— Task item —
The data must be reproduced verbatim; images are to be omitted.

---- The data

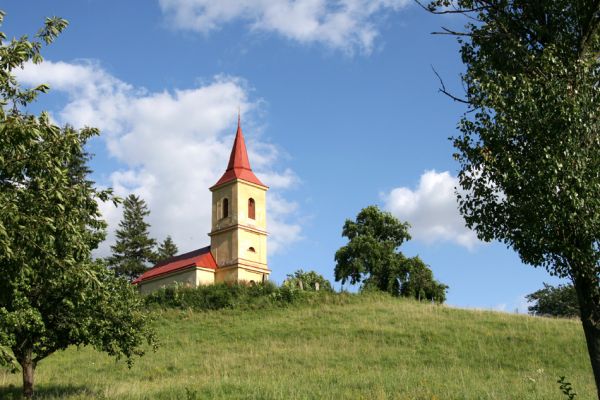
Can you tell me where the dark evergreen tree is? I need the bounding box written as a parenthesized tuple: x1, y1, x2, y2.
(108, 194, 156, 280)
(154, 235, 178, 263)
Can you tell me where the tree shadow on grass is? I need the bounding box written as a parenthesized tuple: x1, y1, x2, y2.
(0, 383, 99, 399)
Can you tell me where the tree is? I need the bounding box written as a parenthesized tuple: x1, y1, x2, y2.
(427, 0, 600, 394)
(108, 194, 157, 280)
(527, 283, 580, 318)
(154, 235, 179, 264)
(400, 257, 448, 303)
(334, 206, 447, 302)
(283, 269, 334, 292)
(0, 13, 156, 398)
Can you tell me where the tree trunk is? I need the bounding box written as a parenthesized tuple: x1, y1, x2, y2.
(19, 349, 36, 399)
(573, 273, 600, 399)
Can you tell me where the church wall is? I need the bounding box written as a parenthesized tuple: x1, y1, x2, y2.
(237, 268, 268, 284)
(196, 268, 216, 286)
(211, 183, 238, 229)
(214, 266, 238, 283)
(211, 232, 235, 267)
(238, 229, 267, 266)
(235, 182, 267, 267)
(138, 268, 197, 295)
(236, 183, 266, 229)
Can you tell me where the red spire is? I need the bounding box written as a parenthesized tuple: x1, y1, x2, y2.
(211, 116, 267, 189)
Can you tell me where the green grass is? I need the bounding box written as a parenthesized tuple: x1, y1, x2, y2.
(0, 293, 595, 399)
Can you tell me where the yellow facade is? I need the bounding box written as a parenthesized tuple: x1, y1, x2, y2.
(138, 267, 216, 295)
(210, 179, 269, 284)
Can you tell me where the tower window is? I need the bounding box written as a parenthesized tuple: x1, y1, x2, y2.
(248, 198, 255, 219)
(248, 247, 256, 253)
(222, 198, 229, 218)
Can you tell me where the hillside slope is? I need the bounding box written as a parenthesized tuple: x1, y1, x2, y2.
(0, 294, 595, 399)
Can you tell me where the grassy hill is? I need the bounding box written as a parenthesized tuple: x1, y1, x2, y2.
(0, 293, 595, 399)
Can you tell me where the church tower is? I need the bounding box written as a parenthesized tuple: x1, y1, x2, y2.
(209, 117, 270, 283)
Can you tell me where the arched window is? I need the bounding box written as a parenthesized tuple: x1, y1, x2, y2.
(248, 247, 256, 253)
(248, 198, 255, 219)
(222, 198, 229, 218)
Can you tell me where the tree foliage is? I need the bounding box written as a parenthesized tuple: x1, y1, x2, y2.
(527, 283, 580, 318)
(427, 0, 600, 394)
(108, 194, 157, 280)
(154, 235, 179, 264)
(283, 269, 334, 292)
(334, 206, 447, 303)
(0, 13, 155, 398)
(399, 256, 448, 303)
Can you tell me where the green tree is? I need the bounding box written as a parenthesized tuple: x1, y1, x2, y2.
(399, 257, 448, 303)
(527, 283, 580, 318)
(0, 13, 155, 398)
(283, 269, 334, 292)
(334, 206, 447, 302)
(108, 194, 157, 280)
(427, 0, 600, 393)
(154, 235, 179, 264)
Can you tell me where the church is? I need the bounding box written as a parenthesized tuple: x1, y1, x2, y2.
(133, 118, 270, 294)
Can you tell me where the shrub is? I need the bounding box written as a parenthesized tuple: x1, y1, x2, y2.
(144, 281, 315, 311)
(283, 269, 334, 292)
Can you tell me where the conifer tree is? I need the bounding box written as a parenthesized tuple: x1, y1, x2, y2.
(108, 194, 157, 280)
(154, 235, 178, 263)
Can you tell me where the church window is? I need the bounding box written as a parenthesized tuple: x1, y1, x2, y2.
(222, 198, 229, 218)
(248, 198, 255, 219)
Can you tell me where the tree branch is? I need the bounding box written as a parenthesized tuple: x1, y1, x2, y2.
(431, 66, 471, 105)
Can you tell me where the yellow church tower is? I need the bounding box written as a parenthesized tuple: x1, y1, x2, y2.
(209, 117, 270, 284)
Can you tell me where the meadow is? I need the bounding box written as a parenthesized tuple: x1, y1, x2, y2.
(0, 293, 595, 399)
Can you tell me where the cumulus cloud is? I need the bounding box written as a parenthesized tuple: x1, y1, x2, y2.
(383, 170, 480, 250)
(17, 60, 302, 256)
(158, 0, 410, 54)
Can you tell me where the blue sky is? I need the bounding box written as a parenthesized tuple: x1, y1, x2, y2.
(5, 0, 564, 311)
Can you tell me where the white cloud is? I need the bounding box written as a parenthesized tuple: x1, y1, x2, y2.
(17, 60, 302, 257)
(158, 0, 410, 54)
(383, 170, 480, 250)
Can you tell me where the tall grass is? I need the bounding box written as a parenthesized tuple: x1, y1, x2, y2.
(0, 292, 595, 399)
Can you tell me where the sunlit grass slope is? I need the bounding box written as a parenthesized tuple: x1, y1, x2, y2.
(0, 293, 595, 399)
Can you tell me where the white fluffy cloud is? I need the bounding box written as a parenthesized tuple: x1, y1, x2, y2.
(383, 170, 480, 250)
(158, 0, 410, 54)
(16, 60, 302, 256)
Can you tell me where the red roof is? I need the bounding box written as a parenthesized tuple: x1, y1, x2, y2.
(211, 117, 267, 189)
(132, 246, 216, 284)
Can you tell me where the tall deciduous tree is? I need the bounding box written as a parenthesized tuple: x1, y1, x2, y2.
(154, 235, 179, 264)
(0, 13, 155, 399)
(427, 0, 600, 394)
(334, 206, 447, 303)
(108, 194, 157, 280)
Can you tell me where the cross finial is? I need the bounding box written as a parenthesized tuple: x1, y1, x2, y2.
(237, 106, 241, 128)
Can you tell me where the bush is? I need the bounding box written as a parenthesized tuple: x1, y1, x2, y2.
(144, 281, 318, 311)
(283, 269, 334, 292)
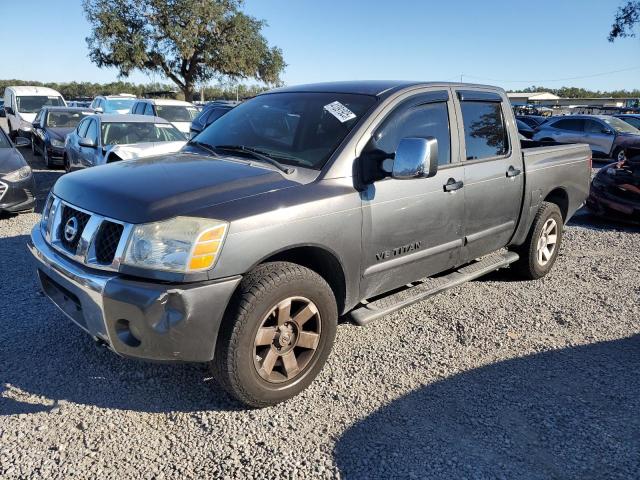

--------

— Written solution —
Can you tell me where the dark evergreen tree is? I need the bounding box written as a parenthesized tuple: x1, y1, x2, y2.
(108, 194, 156, 280)
(154, 235, 178, 263)
Can you tell me where the tree shadow on grass is? I need the bounding box written as a parenthesized tuple: x1, y1, x2, y2.
(0, 383, 99, 399)
Can you tell me where the tree is? I need the bounding box written as a parenthesized tuple: x1, y1, x2, y2.
(427, 0, 600, 394)
(108, 194, 157, 280)
(527, 283, 580, 318)
(154, 235, 179, 264)
(400, 257, 448, 303)
(334, 206, 447, 302)
(283, 269, 334, 292)
(0, 13, 156, 398)
Can you tell me where the tree trunk is? I need the bounding box written as a parenthesized tuple: x1, y1, x2, y2.
(19, 349, 36, 399)
(573, 273, 600, 399)
Can you tell me where the church wall is? I need the bounding box written as a parenthesized tuple: x1, y1, x2, y2.
(237, 268, 268, 284)
(196, 268, 216, 286)
(211, 183, 238, 229)
(214, 266, 238, 283)
(211, 232, 235, 267)
(238, 229, 267, 266)
(235, 182, 267, 267)
(138, 268, 197, 295)
(236, 183, 266, 229)
Can you tell me where the red spire is? I need the bounding box written as a parenthesized tuple: x1, y1, x2, y2.
(211, 116, 267, 189)
Can you tell me where the green grass is? I need the bounding box written as a parenthesized tuple: x1, y1, x2, y2.
(0, 293, 595, 399)
Can you tell me where the yellow facade is? I need the bounding box written as a parenthesized tuple: x1, y1, x2, y2.
(138, 267, 216, 295)
(210, 179, 269, 284)
Can you tell me where the tower window is? I need the bounding box written as a parenthesized tuple: x1, y1, x2, y2.
(248, 198, 255, 219)
(248, 247, 256, 253)
(222, 198, 229, 218)
Can you tell me where the hillside slope is? I need the bounding box written as a parenthesized tuple: x1, y1, x2, y2.
(0, 294, 595, 399)
Can you tell me where the grassy hill is? I need the bounding box written as a parenthesized tuple: x1, y1, x2, y2.
(0, 293, 595, 399)
Can you tell me where the church tower is? I need the bounding box written as a parenthesized tuple: x1, y1, x2, y2.
(209, 117, 270, 283)
Can you tell me where the arched window is? I need the bounding box written as a parenthesized tuple: x1, y1, x2, y2.
(248, 247, 256, 253)
(248, 198, 255, 219)
(222, 198, 229, 218)
Can you tell me where the tree foliage is? I need the bounding box written as a parenthesized tuple: x1, y1, x2, y2.
(527, 283, 580, 318)
(427, 0, 600, 394)
(108, 194, 157, 280)
(154, 235, 179, 264)
(283, 269, 334, 292)
(334, 206, 447, 303)
(0, 13, 155, 398)
(399, 256, 448, 303)
Can you tell me where the green tree is? I need the bounding box written as a parenthesized tuple: x1, y1, x2, y2.
(399, 257, 448, 303)
(527, 283, 580, 318)
(0, 13, 155, 398)
(283, 269, 334, 292)
(334, 206, 447, 302)
(108, 194, 157, 280)
(427, 0, 600, 393)
(154, 235, 179, 264)
Can you tell me where the church is? I need the bounding box written as a parenthesized tuple: x1, y1, x2, y2.
(133, 118, 270, 294)
Can you tell me where the shrub is? I need the bounding box written as a parenthesized tuple: x1, y1, x2, y2.
(144, 281, 315, 311)
(283, 269, 334, 292)
Can you tell me where the conifer tree is? I need the bounding box written as a parenthesized tuple: x1, y1, x2, y2.
(108, 194, 157, 280)
(154, 235, 178, 263)
Can you tell me where the church window is? I need the bounding box written as a parenthesized tuple: x1, y1, x2, y2.
(222, 198, 229, 218)
(248, 198, 255, 219)
Can you tell me where the tree branch is? I need the bounding box written as a parenthesized tuple: x1, y1, x2, y2.
(431, 66, 471, 105)
Can you tell me where the yellow church tower is? I need the bounding box written as a parenthesized tuple: x1, y1, x2, y2.
(209, 117, 270, 284)
Can you tell me where the meadow is? I need the bounding box written as a parenthesized tuple: x1, y1, x2, y2.
(0, 293, 595, 399)
Can you tell me where the cumulus cloud is? I need the bounding box written as a parenthesized tuple: x1, y1, x2, y2.
(383, 170, 480, 250)
(17, 60, 302, 256)
(158, 0, 410, 54)
Can you tell me where the blue sky is? I need the bounding box written as a parenthesized tuple: x1, y1, x2, y2.
(5, 0, 564, 311)
Can you tell me where the white cloud is? I need the bounding box written as a parenthesized tuple: x1, y1, x2, y2.
(17, 60, 302, 257)
(158, 0, 410, 54)
(383, 170, 480, 250)
Can you tell me where the tall grass is? I need the bounding box written as a parenthesized tuple: x1, y1, x2, y2.
(0, 292, 595, 399)
Can you tell me where the sunlit grass slope is? I need the bounding box written as a parenthesized tuple: x1, y1, x2, y2.
(0, 293, 595, 399)
Can you tell me where the white fluffy cloud is? I need the bounding box written as a parenthesized tuple: x1, y1, x2, y2.
(383, 170, 480, 250)
(158, 0, 410, 54)
(16, 60, 302, 256)
Can you tell me where the red roof is? I need the bounding box written as a parenthesized tuple: x1, y1, x2, y2.
(211, 117, 267, 189)
(132, 246, 216, 284)
Can you tell me where the tall deciduous tree is? I need the bounding box written as a parenthesized tuple: x1, y1, x2, y2.
(154, 235, 179, 264)
(0, 13, 155, 399)
(427, 0, 600, 394)
(334, 206, 447, 303)
(108, 194, 157, 280)
Can you tell me where the cross finial is? I need the bounding box written as a parenthesized tuple: x1, y1, x2, y2.
(237, 106, 241, 128)
Can you tell me where the bush is? I need the bounding box written as a parenthesized tuple: x1, y1, x2, y2.
(144, 281, 318, 311)
(283, 269, 334, 292)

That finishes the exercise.